◆ Directions
Your answer should be the lines of the material that include the word "exact".

◆ Records for this exercise
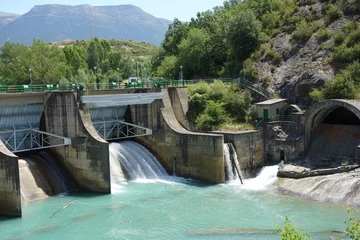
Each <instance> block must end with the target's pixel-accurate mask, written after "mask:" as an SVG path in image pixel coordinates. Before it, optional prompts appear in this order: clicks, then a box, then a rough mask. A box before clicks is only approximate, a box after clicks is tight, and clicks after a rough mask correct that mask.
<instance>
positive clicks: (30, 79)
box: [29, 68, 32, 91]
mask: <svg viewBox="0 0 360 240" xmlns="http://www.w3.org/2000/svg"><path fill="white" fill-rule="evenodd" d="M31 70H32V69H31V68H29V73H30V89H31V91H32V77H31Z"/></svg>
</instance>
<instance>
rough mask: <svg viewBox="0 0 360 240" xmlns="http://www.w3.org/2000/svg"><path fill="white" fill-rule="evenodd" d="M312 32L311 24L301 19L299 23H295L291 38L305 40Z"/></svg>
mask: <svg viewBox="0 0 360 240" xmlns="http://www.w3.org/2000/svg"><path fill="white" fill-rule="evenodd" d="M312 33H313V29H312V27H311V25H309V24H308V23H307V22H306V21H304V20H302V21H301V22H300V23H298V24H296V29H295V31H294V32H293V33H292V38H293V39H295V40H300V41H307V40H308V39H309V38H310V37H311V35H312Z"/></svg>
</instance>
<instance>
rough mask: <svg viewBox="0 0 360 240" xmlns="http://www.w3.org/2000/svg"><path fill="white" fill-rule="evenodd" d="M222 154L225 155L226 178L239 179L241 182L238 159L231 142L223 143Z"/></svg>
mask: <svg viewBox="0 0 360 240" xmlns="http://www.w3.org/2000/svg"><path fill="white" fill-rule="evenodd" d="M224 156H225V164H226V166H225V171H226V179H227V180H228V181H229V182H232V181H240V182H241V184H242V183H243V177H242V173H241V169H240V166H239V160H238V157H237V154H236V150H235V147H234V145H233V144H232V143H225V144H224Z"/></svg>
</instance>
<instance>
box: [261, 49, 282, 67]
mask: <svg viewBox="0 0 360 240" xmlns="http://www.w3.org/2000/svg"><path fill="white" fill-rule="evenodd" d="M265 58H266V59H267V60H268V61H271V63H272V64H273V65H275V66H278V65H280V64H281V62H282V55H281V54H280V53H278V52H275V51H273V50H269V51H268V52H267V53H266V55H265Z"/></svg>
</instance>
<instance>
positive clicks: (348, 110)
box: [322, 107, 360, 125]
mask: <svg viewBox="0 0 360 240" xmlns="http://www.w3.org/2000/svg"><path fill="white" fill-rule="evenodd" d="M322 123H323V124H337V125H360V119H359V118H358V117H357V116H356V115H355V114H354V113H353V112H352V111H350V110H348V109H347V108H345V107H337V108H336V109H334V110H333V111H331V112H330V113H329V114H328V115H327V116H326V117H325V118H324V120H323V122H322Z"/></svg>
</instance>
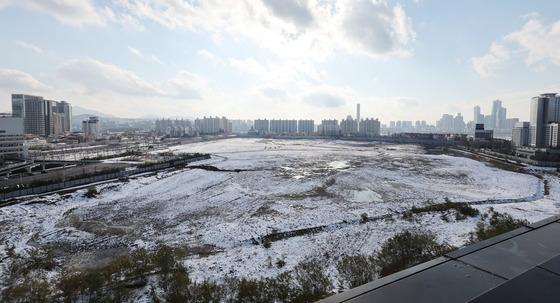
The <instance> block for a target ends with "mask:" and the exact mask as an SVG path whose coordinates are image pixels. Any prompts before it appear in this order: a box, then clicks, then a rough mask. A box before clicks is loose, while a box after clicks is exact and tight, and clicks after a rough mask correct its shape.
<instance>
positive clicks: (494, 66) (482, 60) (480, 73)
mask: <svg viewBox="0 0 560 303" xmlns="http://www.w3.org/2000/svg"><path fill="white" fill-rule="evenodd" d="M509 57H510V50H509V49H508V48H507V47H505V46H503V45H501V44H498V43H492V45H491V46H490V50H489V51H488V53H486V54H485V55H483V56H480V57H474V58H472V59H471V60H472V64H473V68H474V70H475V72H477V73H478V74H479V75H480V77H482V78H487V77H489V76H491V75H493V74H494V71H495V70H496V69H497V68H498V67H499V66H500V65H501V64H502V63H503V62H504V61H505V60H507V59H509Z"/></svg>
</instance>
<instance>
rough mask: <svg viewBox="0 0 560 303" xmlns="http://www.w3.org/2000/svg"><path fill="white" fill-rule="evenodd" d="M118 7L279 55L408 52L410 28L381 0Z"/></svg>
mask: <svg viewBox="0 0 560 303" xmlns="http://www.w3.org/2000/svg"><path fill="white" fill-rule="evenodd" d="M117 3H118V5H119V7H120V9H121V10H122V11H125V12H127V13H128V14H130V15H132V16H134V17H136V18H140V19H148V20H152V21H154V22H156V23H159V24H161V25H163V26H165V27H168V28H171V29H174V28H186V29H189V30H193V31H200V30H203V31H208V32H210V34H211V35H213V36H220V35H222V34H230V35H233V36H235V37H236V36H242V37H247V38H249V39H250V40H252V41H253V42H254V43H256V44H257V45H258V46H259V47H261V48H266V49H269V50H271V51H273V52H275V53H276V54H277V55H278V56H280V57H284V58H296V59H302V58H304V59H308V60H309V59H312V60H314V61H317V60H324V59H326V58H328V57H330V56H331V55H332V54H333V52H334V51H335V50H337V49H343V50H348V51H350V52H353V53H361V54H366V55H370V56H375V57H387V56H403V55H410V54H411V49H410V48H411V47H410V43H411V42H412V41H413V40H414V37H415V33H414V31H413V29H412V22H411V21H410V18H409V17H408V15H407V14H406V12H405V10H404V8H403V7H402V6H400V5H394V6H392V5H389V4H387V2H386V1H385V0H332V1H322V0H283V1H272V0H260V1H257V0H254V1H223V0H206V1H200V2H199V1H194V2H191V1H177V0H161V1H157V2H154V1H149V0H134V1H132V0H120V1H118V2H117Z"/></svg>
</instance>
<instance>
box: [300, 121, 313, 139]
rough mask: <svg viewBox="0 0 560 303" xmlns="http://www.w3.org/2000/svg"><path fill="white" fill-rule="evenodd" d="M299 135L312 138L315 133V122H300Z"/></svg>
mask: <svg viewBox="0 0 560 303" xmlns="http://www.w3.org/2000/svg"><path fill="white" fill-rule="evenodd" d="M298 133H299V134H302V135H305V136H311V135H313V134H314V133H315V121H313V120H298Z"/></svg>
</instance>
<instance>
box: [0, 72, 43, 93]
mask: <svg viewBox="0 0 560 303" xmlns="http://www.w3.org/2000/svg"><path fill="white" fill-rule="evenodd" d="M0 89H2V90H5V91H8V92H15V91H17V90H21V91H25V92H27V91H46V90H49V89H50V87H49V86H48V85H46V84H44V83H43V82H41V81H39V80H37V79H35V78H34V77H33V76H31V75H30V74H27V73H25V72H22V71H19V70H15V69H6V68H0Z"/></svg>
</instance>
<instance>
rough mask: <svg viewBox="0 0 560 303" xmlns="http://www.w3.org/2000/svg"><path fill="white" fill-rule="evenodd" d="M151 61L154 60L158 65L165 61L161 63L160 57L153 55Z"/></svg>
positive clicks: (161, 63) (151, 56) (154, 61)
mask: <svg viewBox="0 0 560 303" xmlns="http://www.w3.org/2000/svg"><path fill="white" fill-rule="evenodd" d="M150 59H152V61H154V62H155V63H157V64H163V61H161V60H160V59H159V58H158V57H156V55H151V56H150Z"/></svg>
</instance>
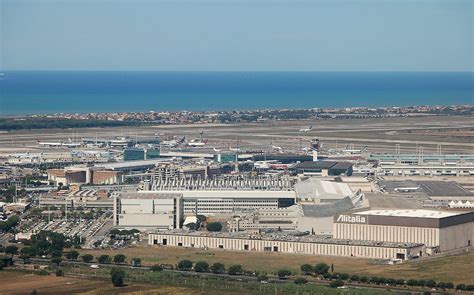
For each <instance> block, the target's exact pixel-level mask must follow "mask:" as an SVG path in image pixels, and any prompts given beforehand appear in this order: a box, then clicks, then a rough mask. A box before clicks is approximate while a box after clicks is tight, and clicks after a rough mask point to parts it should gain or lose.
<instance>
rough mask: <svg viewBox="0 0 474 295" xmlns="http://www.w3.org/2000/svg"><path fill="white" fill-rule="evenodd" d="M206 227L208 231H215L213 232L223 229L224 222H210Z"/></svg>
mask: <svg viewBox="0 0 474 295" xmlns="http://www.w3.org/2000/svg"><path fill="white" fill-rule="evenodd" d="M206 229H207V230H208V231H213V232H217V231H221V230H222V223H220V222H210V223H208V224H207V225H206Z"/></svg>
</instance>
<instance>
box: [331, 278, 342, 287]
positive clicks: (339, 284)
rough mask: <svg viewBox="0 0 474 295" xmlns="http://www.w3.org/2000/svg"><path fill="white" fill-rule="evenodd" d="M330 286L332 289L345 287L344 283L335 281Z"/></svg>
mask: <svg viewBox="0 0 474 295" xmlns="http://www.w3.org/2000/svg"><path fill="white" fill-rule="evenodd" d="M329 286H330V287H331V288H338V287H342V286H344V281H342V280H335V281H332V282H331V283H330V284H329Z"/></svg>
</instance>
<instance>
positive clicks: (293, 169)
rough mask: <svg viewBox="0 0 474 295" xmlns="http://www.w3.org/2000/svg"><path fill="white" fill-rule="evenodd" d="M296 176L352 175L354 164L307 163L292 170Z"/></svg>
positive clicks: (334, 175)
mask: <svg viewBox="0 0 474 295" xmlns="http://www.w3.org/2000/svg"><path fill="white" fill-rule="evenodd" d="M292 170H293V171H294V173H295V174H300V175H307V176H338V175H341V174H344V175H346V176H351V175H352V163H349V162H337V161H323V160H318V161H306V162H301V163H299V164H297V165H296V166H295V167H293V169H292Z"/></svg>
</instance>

◆ Result
The <instance> block for a target ends with "mask:" and the exact mask as an SVG path whose coordinates are image pixels. Any prompts before it appear in this order: a box, then clicks, then a rough mask. A box before clicks is loose, while a box after clicks is exact and tight, and clicks after a rough mask correct its shape.
For each <instance> block, the target's exact pixel-level mask must follow "mask:" as an SVG path in image pixels, and any prompts given beforehand appear in this order: a box, then clicks, then a rough mask. A box before clicks is approximate while a box after clicks is tight, and clicks after a rough mask point to parts it should gain or lose.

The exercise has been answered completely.